Both the line below containing "Target: green house" and the line containing "column 350, row 258", along with every line between them, should be repeated exactly; no other line belongs in the answer.
Records for the exercise Start Marker
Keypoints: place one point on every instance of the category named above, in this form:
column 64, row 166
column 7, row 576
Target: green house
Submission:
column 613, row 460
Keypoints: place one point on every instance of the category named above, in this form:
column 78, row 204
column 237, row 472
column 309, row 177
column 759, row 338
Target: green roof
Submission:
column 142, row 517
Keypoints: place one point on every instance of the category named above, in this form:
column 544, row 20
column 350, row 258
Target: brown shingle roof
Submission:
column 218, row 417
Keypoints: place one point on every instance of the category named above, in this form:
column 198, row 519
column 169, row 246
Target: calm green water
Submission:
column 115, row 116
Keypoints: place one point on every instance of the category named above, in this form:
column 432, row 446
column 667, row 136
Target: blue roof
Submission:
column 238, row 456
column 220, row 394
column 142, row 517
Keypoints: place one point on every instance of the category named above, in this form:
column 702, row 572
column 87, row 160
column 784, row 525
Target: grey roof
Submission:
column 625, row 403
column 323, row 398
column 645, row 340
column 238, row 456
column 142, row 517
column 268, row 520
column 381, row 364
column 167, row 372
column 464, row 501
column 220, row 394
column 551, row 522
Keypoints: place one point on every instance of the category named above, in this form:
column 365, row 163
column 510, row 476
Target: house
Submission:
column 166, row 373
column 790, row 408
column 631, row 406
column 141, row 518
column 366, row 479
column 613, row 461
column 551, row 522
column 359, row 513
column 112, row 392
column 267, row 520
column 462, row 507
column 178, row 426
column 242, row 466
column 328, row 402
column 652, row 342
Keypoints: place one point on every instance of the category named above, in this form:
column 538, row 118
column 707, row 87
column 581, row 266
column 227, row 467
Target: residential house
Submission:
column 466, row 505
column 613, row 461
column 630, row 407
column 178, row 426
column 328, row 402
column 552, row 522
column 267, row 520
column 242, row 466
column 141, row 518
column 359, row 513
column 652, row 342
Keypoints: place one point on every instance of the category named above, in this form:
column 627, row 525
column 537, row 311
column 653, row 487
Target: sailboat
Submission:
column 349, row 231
Records for the exercise End Marker
### [The answer]
Target: green house
Submission:
column 613, row 460
Keypoints: place one point on every instance of the category named above, in this form:
column 78, row 204
column 237, row 472
column 309, row 177
column 759, row 338
Target: green roof
Submission:
column 142, row 517
Keypoints: place one point on every instance of the category named above, in this form:
column 544, row 20
column 350, row 258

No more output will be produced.